(Natural-language object grounding data)
───

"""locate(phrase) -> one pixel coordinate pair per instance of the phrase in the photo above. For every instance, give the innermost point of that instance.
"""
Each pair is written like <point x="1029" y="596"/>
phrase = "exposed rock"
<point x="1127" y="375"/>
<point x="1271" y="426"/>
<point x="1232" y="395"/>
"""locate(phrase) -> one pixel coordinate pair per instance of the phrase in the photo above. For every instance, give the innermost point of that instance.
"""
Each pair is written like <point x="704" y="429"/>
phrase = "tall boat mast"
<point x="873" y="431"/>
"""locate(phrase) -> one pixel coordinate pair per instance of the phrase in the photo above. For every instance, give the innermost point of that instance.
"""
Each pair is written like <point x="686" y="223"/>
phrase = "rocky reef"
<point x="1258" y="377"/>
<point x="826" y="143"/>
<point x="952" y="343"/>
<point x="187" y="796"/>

───

__Assignment__: All the lines above are to be copied exactly, with none left out.

__Task answer__:
"""locate(phrase) -> one pixel coordinate pair per instance of the phrase in the photo above. For every instance, give the innermost point of that instance.
"""
Each pair is written like <point x="1029" y="596"/>
phrase = "exposed rock"
<point x="1127" y="375"/>
<point x="1271" y="426"/>
<point x="1232" y="395"/>
"""locate(phrase) -> one pixel coordinate pair per instance of the phrase in the photo above. For every instance, give the innermost point of that instance.
"""
Each pair is written like <point x="704" y="429"/>
phrase = "tall boat mast"
<point x="873" y="431"/>
"""locate(phrase) -> one pixel coordinate pair per instance of the phrase in the photo above. For every instance, give the innermost point of that instance.
"""
Each pair is written like <point x="686" y="223"/>
phrase = "rocky reef"
<point x="1258" y="377"/>
<point x="826" y="143"/>
<point x="952" y="343"/>
<point x="187" y="796"/>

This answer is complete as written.